Wednesday, March 26, 2008

The last time I tried this blogging thing, it was in an attempt to supplement the arts writing I was doing for Urban Tulsa Weekly with additional reviews, previews and all around performance and visual arts coverage. If anyone actually read that blog, you know it didn't go very well. I think I made one entry. It wasn't that I didn't have ample material to cover; I just got so busy with other things that the blog kept getting pushed back farther and farther in my mind until I just abandoned it altogether. I'm trying again, but this time it has nothing to do with UTW; it has instead to do with absolutely everyhting else.

• Task brief:
From the blog post, return everything from "The last time" down to "absolutely everyhting else.", word for word.

• Input data:
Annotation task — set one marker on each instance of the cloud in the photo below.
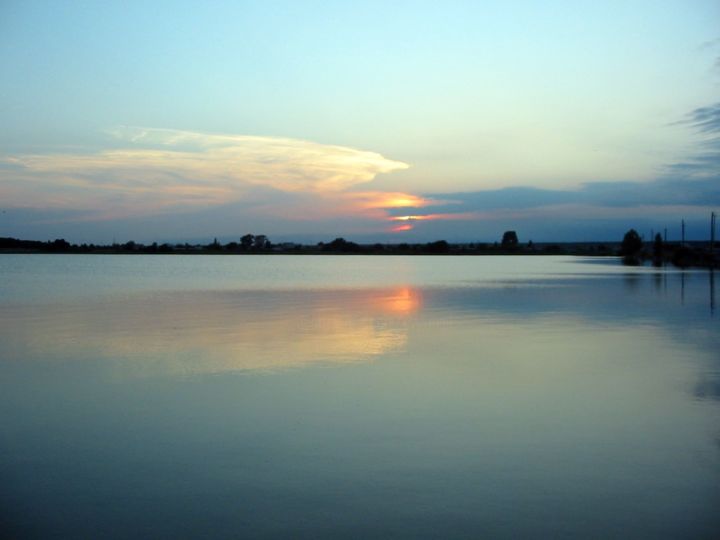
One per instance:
(706, 119)
(165, 170)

• Exercise result:
The last time I tried this blogging thing, it was in an attempt to supplement the arts writing I was doing for Urban Tulsa Weekly with additional reviews, previews and all around performance and visual arts coverage. If anyone actually read that blog, you know it didn't go very well. I think I made one entry. It wasn't that I didn't have ample material to cover; I just got so busy with other things that the blog kept getting pushed back farther and farther in my mind until I just abandoned it altogether. I'm trying again, but this time it has nothing to do with UTW; it has instead to do with absolutely everyhting else.